• **TASK OBJECTIVE**
Copy every line of the listing below word for word, with no changes.

• **EXTRACTED MATERIAL**

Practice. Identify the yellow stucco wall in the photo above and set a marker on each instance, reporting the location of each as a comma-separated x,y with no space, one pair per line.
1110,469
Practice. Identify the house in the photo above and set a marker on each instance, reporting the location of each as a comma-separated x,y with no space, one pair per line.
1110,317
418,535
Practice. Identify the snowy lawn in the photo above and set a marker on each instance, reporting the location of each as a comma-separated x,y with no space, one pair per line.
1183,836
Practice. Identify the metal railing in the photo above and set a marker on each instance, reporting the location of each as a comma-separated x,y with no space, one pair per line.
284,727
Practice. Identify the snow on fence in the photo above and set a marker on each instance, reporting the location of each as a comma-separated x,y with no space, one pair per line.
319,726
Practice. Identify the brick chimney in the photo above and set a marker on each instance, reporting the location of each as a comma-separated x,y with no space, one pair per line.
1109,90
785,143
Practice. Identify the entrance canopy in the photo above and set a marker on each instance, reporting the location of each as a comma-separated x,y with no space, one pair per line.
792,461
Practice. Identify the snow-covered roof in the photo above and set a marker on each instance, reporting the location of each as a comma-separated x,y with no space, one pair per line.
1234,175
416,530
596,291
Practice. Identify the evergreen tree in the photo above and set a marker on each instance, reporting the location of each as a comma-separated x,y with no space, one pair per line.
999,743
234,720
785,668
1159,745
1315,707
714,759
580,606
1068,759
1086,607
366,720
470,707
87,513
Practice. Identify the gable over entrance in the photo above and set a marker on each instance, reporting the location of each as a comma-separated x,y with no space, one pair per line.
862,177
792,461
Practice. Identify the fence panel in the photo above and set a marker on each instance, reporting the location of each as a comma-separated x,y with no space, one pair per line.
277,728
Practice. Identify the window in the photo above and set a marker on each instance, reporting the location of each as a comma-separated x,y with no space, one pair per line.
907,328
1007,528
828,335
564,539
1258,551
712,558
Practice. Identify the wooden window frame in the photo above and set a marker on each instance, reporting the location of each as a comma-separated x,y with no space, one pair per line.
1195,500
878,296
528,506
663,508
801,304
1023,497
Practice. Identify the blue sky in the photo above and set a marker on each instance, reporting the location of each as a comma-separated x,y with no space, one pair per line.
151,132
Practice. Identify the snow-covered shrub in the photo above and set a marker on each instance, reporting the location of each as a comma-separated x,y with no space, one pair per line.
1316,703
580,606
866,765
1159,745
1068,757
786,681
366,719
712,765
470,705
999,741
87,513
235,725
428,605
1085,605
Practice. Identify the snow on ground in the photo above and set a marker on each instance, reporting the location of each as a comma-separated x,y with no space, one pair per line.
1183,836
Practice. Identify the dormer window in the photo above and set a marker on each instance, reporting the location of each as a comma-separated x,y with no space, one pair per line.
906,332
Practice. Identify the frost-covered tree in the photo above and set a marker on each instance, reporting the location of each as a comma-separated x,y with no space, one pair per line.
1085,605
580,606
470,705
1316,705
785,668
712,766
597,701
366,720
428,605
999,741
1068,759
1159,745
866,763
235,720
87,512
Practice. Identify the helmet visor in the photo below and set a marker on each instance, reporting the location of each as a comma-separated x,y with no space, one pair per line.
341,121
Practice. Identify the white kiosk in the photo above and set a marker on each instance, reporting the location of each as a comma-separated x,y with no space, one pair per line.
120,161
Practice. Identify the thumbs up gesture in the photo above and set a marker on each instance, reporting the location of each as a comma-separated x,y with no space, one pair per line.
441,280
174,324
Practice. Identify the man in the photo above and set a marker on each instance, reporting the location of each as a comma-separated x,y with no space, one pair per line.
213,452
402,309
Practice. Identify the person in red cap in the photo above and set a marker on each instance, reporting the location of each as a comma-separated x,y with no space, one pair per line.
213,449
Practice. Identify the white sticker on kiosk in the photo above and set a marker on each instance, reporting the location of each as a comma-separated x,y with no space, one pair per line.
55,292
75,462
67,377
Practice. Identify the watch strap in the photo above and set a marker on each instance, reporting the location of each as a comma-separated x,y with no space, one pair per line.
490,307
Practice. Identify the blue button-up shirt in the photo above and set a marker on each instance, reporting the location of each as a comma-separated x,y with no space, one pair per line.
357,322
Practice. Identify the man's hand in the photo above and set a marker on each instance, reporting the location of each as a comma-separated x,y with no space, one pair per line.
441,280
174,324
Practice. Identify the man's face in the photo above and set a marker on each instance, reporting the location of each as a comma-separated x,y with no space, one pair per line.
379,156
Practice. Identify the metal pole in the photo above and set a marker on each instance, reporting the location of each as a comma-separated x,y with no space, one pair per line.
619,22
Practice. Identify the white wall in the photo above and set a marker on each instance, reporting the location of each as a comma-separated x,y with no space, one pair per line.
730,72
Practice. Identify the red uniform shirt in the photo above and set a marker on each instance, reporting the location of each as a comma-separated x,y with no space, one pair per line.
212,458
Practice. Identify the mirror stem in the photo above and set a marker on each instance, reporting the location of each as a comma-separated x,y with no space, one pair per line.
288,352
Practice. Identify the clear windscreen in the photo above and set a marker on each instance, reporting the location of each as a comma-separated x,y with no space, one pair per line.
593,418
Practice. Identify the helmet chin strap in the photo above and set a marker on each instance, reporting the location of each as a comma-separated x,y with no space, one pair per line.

• **SOLUTION TO THIS TASK**
Practice. Identify the yellow stucco wall in the photo above and set a marker on each instance, reporting the location of each as a comma-separated x,y with no space, one pair per line.
1110,469
Practice. Identify the house in the photo above and set a marker on each instance, reporting the location of each as a comma-separated x,y with no space, one pair per line.
1110,317
418,535
Practice. Identify the snowy lawn in the photo above and set a marker on each instance, reporting the location of each as a comma-separated x,y with no space, one pair per line.
1183,836
Practice. Identify the metal railing in the photo above and set a marker on each instance, reporting the location of each as a comma-separated x,y with no space, one pair per line.
284,727
Practice. Identify the snow on fence in the photo above and set a marker on each instance, reporting the location of each as a comma-separated x,y with no space, one pair per line.
319,726
Practice. Identify the brick chimney in the photo above and set a marker on each instance, reporting the location of each as a comma-separated x,y with no space, one pair per line.
1109,90
785,143
Practice. Identify the entrance canopy in the photo above and set a marker on each instance, reporting the location of each as a comma-separated x,y with no space, one pair per line.
792,461
Practice. Identify the snow-covered roof in the photo above and set a marker on each instance, reporting the location of each as a comma-separated x,y with no space, one pair per line.
1234,175
416,530
596,291
Practice. Identify the evergreen tree in the photo above and set a marker on each instance, reporting the location of each as a comma-separated x,y with no space, one pair per line.
999,743
234,720
785,668
1159,745
1315,707
714,759
580,606
1068,759
1086,607
366,720
470,707
87,513
Practice. Identify the gable over entrance in the photo above and set a marker on each instance, reporting the location of each as a comma-separated x,y with no space, one pair per line.
862,177
792,461
Practice. Identify the fence panel in the photo above and set a marker on each instance, reporting the location of each as a comma-separated x,y with no space, one pair per line.
277,728
Practice. Identify the window in the photo above and set a marker on each instance, reporting the location of each as a comma-separated x,y with no space, one pair per line.
907,328
1007,528
828,335
564,539
1258,551
712,558
Practice. Identify the wooden window frame in the photo above and set a marker on each instance, reporting the location of each as a comma-separated x,y with no space, one pair per line.
1195,500
878,296
528,506
663,508
801,304
1023,497
Practice. Identify the blue sky in the photo above and set a marker on each instance, reporting the location of each as a comma-separated x,y with no space, one pair per line.
151,132
Practice. Identify the snow-covered shrub in the photo above and set a marker on each instance, reporting the location of each as a comma-separated x,y with no space, one pair per line.
1316,703
580,606
866,765
1159,745
1068,757
786,681
366,719
712,765
470,705
999,741
87,513
235,725
428,605
1085,605
Practice. Identify the snow on ground in the photo above and set a marker on each instance, reporting the location of each as a comma-separated x,y with no space, one pair per line.
1183,836
Practice. Identify the dormer window in the photo above and set a marker on each instance, reporting the location of each as a comma-separated x,y with no space, one pair per line.
906,332
Practice. Identify the frost-covered tree in the photo above and set a marker on each instance, reporting the location of each as a comma-separated x,y with no space, one pair per line.
1085,605
580,606
470,705
1316,705
785,668
712,766
597,701
366,720
428,605
999,741
1068,759
1159,745
866,763
235,720
87,512
Practice. Identify the helmet visor in the photo below and set a marker on each instance, reporting the location of each as a comma-separated x,y with no space, one pair per line.
341,121
Practice. Identify the white kiosk in the photo above and set a marker on each instance, reporting the location of each as a comma-separated x,y with no space, one pair per line.
120,161
Practice. Identify the thumbs up gesture in the photo above and set a marker on each instance, reporting the location of each as a comma-separated x,y with no space, one pair per line.
441,280
174,324
Practice. Identify the man in the photo above and set a marker on each instance, reporting the location of each as a comma-separated x,y with no space, one pair per line.
213,452
402,309
Practice. Identify the person in red cap in the photo above and set a marker on each instance, reporting the location of each as a comma-separated x,y with no space, one pair per line.
213,449
Practice. Identify the white sticker on kiosk in the photo above and set a marker on each instance, reporting the location of each as a comma-separated x,y with no space, one pair per line.
55,292
75,462
67,377
Practice. Identify the watch strap in the photo above and set a marker on each instance, reporting the location of each as a comma-separated x,y with no space, one pair per line.
490,307
Practice. Identify the blue button-up shirt in the photo above and set a marker on each instance, reporting the location of each as a comma-separated x,y with no space, one pair per line.
357,322
Practice. Identify the man's hand in the photo above and set a marker on each instance, reporting the location of each as a comma-separated x,y with no space, one pair per line.
441,280
174,324
Practice. Identify the man's face in the photo above and set a marker on each instance, reporting the location of each as a comma-separated x,y with no space, one pair per line.
379,156
Practice. Identify the metal pole in the photo above and set a marker on each instance, reporting the location of each as a comma-separated x,y with no space, one pair per line.
619,22
Practice. Identify the white wall in the photo above and set a marker on each instance, reporting the location of each as a comma-separated x,y with no space, one pair per line.
730,72
Practice. Identify the red uniform shirt in the photo above and set a marker on each instance, reporting the location of each as a comma-separated x,y with no space, one pair per line.
212,458
Practice. Identify the mirror stem in the photo above and set a marker on each instance, reporting the location of each as a comma-separated x,y with no space, one pair per line.
288,352
Practice. Identify the clear windscreen in the photo above and set a marker on each instance, reporting the location of each as a comma-separated x,y with no space, one pair per line.
593,418
Practice. Identify the helmet chin strap in the photo above and set a marker on each instance, reporting the location of each as a comma-separated x,y with no space, one pair per line.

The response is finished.